++++ TEXT SECTION

Android’s CameraX and ML Kit

Paul Trebilcox-Ruiz
8 min readMay 29, 2019

--

Announced at Google I/O this summer (2019), CameraX aims to alleviate some of the pain of using a camera in an Android app by wrapping common use cases with a simple to use API. In this tutorial we’ll go over how you would display a preview from the camera, and then analyze the camera input in real time to display the most likely object seen through the use of the Firebase ML Kit labeling API. It’s worth noting that while we’re only using the labeling API here, ML Kit does an amazing job of using very similar code across its various functionalities, so you should be able to analyze bar codes, detect faces, or recognize famous landmarks with a few changed lines of code.

Setup

For this tutorial, start by creating a new Android application with an empty Activity.

Once your initial project has built, go to the Firebase Console and create a new project.

From the Project Overview screen, you’ll notice a section at the top that says Get started by adding Firebase to your app. Click on the Android face icon to add your Android app to the Firebase console.

On the next page you will want to add your package name into the form. You can skip the nickname and SHA-1 key, as we won’t be using any features that require these.

The next few steps on this page will guide you through downloading your google-services.json file and placing it into your app, then initializing the Firebase SDK in your app.

++++++++
++++ RECORD SET

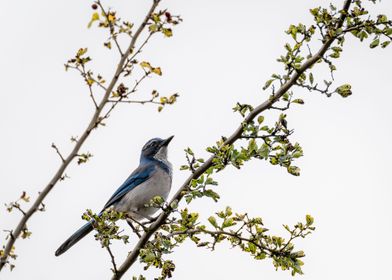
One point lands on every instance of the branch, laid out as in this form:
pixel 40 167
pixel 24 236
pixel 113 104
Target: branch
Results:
pixel 93 124
pixel 132 257
pixel 113 260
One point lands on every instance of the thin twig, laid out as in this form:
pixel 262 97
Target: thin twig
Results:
pixel 132 257
pixel 112 258
pixel 92 124
pixel 58 152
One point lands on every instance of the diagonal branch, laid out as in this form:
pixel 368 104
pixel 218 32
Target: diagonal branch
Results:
pixel 67 160
pixel 132 257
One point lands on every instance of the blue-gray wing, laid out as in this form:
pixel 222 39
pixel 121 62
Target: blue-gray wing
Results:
pixel 140 175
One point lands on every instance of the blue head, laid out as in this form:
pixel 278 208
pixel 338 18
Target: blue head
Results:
pixel 156 148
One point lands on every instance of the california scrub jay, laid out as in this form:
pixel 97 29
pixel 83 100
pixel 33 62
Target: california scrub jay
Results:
pixel 152 178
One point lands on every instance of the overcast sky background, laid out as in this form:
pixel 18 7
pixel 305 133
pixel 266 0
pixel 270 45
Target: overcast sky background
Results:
pixel 222 53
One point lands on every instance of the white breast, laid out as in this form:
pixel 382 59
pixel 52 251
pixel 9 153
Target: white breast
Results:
pixel 133 202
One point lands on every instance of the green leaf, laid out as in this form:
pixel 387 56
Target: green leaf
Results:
pixel 167 32
pixel 294 170
pixel 298 101
pixel 344 90
pixel 309 220
pixel 267 84
pixel 375 43
pixel 213 222
pixel 94 17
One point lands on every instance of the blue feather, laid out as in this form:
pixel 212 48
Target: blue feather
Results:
pixel 140 175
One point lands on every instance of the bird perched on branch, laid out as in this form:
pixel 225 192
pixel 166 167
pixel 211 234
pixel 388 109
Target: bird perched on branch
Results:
pixel 152 178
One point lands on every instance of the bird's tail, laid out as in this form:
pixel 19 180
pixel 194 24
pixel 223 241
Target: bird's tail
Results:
pixel 74 238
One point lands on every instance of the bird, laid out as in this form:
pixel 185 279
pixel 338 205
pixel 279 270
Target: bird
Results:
pixel 153 177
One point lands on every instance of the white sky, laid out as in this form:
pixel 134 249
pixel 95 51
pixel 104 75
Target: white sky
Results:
pixel 222 53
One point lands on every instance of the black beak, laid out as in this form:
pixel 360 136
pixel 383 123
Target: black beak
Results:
pixel 167 141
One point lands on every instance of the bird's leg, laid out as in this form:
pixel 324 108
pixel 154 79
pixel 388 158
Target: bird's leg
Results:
pixel 135 230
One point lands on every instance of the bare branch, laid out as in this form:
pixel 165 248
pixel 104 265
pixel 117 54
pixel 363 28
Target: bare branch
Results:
pixel 78 144
pixel 132 257
pixel 58 152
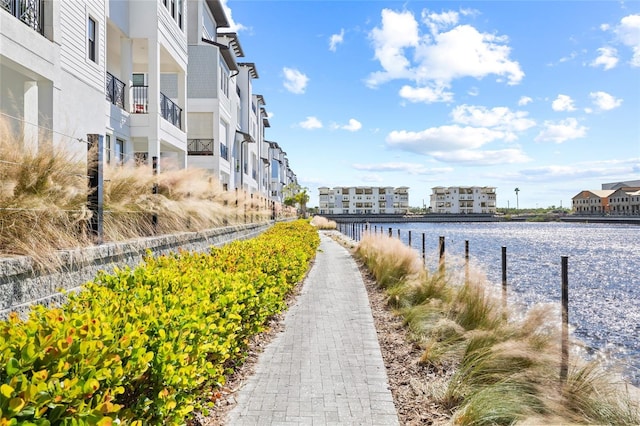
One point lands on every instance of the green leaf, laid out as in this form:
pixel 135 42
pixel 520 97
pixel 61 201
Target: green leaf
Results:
pixel 13 367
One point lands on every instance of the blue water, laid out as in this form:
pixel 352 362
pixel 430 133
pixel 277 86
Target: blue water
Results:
pixel 603 269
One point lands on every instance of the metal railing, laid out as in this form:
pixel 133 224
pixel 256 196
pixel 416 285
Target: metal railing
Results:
pixel 140 99
pixel 28 11
pixel 224 152
pixel 200 146
pixel 115 90
pixel 170 111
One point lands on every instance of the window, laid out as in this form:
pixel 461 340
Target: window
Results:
pixel 92 39
pixel 107 147
pixel 118 152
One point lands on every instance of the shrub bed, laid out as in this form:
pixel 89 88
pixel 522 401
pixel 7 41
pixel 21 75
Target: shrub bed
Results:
pixel 149 345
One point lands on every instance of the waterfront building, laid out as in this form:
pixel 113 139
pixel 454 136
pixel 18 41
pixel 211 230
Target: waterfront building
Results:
pixel 592 202
pixel 363 200
pixel 157 78
pixel 463 199
pixel 625 184
pixel 625 201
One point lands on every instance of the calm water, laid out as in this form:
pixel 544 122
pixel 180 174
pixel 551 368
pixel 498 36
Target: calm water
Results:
pixel 604 272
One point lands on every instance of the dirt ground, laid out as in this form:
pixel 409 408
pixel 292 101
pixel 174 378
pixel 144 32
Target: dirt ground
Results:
pixel 411 383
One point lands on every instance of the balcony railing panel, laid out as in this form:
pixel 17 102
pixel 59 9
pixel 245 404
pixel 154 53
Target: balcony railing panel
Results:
pixel 115 90
pixel 170 111
pixel 224 152
pixel 140 99
pixel 28 11
pixel 200 146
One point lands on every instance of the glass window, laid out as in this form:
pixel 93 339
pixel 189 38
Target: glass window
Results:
pixel 91 39
pixel 118 152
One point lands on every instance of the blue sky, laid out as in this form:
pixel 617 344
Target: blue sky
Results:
pixel 542 95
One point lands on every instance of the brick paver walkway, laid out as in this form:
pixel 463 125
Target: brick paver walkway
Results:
pixel 326 367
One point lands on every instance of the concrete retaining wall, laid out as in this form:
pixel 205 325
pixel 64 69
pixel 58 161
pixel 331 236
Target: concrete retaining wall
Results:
pixel 23 284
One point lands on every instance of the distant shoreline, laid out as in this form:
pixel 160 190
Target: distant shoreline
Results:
pixel 443 218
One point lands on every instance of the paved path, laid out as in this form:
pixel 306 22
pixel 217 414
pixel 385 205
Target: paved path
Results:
pixel 326 367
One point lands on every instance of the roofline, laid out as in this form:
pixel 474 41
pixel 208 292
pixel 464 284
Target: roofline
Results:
pixel 219 14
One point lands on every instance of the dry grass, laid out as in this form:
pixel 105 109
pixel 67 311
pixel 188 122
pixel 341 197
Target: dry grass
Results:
pixel 43 198
pixel 505 371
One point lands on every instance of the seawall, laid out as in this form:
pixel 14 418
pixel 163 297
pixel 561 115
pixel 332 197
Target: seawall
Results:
pixel 23 283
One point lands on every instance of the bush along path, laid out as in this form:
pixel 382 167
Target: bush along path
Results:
pixel 153 344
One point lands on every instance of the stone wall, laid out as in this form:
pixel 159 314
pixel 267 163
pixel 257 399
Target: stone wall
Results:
pixel 22 283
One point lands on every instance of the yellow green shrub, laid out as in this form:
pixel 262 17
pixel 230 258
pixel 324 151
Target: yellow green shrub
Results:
pixel 141 346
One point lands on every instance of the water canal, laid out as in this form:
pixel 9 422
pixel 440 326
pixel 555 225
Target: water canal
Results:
pixel 604 272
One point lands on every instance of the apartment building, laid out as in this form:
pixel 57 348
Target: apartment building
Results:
pixel 625 202
pixel 590 202
pixel 157 78
pixel 463 199
pixel 364 200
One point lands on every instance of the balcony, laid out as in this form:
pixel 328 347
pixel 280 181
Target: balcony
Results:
pixel 115 91
pixel 170 111
pixel 140 99
pixel 28 11
pixel 200 146
pixel 224 152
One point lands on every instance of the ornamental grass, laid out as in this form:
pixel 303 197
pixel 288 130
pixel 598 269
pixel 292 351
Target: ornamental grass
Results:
pixel 503 368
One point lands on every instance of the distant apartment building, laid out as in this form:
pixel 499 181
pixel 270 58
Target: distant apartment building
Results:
pixel 616 198
pixel 463 199
pixel 363 200
pixel 156 78
pixel 592 202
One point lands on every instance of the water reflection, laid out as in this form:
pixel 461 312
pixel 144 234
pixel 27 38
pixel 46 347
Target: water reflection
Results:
pixel 604 272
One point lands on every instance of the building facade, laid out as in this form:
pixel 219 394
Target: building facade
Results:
pixel 592 202
pixel 157 78
pixel 463 200
pixel 364 200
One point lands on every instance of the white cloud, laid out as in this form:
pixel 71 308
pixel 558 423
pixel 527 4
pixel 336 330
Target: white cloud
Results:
pixel 443 138
pixel 499 118
pixel 608 58
pixel 294 80
pixel 483 158
pixel 233 26
pixel 426 94
pixel 311 123
pixel 629 34
pixel 353 126
pixel 440 57
pixel 605 101
pixel 563 103
pixel 410 168
pixel 524 100
pixel 335 40
pixel 439 21
pixel 561 131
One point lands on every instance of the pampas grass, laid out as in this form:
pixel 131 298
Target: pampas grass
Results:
pixel 321 222
pixel 43 198
pixel 505 371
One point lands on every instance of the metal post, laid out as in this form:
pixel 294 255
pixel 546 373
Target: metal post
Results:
pixel 95 196
pixel 564 365
pixel 441 262
pixel 504 282
pixel 466 261
pixel 154 191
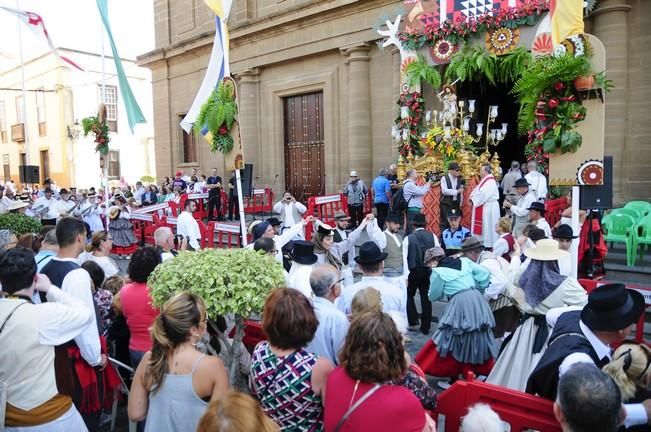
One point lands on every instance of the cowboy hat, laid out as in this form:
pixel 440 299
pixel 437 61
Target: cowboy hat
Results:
pixel 303 252
pixel 537 206
pixel 433 253
pixel 612 307
pixel 325 230
pixel 370 253
pixel 340 215
pixel 546 250
pixel 564 231
pixel 471 244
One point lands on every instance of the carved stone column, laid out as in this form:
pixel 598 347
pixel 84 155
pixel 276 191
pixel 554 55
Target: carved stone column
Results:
pixel 359 110
pixel 610 24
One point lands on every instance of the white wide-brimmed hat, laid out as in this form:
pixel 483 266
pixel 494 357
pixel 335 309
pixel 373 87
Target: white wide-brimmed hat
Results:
pixel 546 250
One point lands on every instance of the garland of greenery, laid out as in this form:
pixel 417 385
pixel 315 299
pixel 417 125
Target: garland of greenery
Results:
pixel 218 115
pixel 456 32
pixel 475 63
pixel 414 123
pixel 99 128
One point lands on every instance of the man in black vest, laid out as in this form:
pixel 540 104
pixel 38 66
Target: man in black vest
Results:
pixel 451 194
pixel 585 337
pixel 214 185
pixel 418 273
pixel 64 272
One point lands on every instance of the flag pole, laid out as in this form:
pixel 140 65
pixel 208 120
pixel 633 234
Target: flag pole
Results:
pixel 24 93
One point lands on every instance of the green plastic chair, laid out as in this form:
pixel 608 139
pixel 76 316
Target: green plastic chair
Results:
pixel 642 236
pixel 641 206
pixel 621 228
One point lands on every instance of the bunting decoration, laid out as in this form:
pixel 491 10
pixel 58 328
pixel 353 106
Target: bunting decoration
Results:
pixel 36 24
pixel 134 113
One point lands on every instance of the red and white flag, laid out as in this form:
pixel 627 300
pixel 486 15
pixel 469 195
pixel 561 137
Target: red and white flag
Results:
pixel 37 25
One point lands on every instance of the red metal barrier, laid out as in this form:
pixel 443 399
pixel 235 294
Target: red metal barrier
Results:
pixel 520 410
pixel 589 285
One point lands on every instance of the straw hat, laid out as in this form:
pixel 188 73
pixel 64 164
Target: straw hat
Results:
pixel 546 250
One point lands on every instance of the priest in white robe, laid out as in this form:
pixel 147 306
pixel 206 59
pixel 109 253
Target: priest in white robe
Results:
pixel 485 207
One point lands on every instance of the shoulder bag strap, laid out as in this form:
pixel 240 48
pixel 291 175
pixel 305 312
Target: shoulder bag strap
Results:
pixel 356 405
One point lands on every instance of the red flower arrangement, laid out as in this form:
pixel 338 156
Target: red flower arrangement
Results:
pixel 459 31
pixel 413 122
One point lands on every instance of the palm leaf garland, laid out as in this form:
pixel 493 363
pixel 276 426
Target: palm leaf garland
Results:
pixel 218 115
pixel 419 70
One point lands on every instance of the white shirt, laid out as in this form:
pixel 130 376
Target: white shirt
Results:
pixel 405 251
pixel 187 226
pixel 543 225
pixel 538 184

++++++++

▸ TASKS AND EXERCISES
**a.** Which two items on the app registration page does the CameraX tutorial say you can skip?
**b.** Reproduce the part of the CameraX tutorial starting at "Once your initial" and ending at "that require these.".

▸ WRITTEN ANSWERS
**a.** The nickname and the SHA-1 key.

**b.**
Once your initial project has built, go to the Firebase Console and create a new project.

From the Project Overview screen, you’ll notice a section at the top that says Get started by adding Firebase to your app. Click on the Android face icon to add your Android app to the Firebase console.

On the next page you will want to add your package name into the form. You can skip the nickname and SHA-1 key, as we won’t be using any features that require these.